* WHAT THE EXERCISE ASKS *
Copy the part of the data that opens with the line containing "Put a dot on each instance of the utility" and runs through the end of the data, keeping every line. Add 122 to each number in the point coordinates.
+++ INPUT FOR THIS TASK +++
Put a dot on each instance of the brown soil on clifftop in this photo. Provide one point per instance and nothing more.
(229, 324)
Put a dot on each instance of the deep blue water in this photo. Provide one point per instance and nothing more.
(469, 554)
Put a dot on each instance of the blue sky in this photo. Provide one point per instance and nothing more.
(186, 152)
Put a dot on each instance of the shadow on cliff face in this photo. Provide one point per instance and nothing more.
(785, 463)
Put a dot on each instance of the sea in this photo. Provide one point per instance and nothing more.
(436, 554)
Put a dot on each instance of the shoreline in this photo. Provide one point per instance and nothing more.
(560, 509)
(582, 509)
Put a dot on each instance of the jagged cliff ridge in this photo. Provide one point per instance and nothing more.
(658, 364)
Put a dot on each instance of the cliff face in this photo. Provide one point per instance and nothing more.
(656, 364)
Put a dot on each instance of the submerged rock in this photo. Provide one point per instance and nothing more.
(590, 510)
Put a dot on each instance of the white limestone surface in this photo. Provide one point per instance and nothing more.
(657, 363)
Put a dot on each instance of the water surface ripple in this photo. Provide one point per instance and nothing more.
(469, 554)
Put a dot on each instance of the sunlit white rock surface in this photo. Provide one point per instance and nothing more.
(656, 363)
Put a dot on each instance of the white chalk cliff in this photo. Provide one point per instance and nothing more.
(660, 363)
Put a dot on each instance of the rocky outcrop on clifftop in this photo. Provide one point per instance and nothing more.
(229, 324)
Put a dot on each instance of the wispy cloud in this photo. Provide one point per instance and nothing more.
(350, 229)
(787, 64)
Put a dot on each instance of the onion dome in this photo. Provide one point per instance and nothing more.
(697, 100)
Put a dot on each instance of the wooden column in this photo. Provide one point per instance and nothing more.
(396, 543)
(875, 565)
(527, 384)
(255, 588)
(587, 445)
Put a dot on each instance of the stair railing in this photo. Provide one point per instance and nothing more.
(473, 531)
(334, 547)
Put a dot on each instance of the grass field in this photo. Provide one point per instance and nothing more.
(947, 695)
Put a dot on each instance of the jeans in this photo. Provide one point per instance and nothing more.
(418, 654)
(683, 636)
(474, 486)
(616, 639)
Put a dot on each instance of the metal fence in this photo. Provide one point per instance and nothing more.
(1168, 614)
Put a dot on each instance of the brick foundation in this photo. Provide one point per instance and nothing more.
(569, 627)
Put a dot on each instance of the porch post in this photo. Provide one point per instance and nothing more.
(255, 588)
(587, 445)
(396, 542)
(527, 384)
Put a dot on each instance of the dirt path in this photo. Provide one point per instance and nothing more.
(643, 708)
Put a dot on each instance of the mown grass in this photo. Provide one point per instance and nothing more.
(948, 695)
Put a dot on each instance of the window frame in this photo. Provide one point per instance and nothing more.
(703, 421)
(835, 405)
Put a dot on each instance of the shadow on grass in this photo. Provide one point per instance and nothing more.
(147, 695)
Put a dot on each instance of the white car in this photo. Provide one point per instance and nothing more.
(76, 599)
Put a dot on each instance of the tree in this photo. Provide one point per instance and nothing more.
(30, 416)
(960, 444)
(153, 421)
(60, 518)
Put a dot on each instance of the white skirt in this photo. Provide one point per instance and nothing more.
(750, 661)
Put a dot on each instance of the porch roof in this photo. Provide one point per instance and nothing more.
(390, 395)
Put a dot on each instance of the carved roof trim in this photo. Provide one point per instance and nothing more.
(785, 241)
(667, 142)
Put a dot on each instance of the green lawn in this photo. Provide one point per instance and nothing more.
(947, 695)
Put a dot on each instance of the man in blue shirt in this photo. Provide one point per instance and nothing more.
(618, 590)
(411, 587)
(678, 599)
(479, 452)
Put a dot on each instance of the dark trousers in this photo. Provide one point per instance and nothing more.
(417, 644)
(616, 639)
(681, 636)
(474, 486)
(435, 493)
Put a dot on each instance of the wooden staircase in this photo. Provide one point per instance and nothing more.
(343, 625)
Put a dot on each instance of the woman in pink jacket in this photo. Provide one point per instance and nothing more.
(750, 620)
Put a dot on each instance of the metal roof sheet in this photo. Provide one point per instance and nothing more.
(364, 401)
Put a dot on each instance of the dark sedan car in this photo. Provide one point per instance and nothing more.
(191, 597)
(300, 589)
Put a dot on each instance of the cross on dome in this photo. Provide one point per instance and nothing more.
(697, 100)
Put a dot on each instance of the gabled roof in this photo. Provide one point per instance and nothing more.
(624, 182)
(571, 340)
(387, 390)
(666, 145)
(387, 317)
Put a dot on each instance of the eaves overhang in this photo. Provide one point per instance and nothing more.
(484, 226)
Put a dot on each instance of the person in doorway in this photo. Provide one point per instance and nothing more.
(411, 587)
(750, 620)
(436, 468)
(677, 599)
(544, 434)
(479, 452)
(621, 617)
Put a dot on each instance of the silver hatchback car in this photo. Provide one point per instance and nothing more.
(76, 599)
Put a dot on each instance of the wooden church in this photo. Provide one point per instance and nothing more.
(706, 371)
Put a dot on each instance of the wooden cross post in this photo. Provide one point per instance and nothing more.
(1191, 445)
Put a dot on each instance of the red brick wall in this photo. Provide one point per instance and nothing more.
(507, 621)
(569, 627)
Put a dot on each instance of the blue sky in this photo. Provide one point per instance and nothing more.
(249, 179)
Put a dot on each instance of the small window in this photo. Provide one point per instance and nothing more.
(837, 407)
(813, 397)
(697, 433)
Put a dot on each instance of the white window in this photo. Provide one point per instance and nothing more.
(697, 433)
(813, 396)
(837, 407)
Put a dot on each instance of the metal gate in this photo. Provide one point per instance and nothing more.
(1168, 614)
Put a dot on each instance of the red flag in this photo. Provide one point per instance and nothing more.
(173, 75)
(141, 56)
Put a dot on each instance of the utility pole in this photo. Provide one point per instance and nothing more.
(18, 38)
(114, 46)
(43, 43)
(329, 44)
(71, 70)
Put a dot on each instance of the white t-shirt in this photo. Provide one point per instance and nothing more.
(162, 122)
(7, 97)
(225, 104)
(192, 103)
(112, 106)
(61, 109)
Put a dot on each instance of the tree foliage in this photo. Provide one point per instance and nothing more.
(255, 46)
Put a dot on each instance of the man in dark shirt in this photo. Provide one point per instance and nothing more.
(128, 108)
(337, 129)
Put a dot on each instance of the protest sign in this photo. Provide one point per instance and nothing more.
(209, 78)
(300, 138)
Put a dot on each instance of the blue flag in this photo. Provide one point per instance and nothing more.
+++
* WRITTEN SOLUTION *
Put a dot on each instance of the utility pole in this photo. Provide one point per instance and nothing more.
(140, 160)
(236, 168)
(165, 165)
(451, 166)
(193, 192)
Put a dot on each instance of the white t-shirt in this photo. Provide one point per instance and nothing more.
(284, 244)
(129, 219)
(347, 226)
(314, 225)
(234, 228)
(183, 231)
Put a dot on each instance of the tree foliage in this photo. Provide one point per instance and nothing more.
(377, 168)
Put a dot on each instance of the man in dark shirt in this photo. Provide one point per instance and nothing more.
(250, 230)
(459, 251)
Put a dot on each instance of the protest sign in this photo. Provide one point per instance and nothing more.
(331, 200)
(422, 260)
Put a dot on each instance of the blue flag in this photo. Provide one point per instance and nothing more.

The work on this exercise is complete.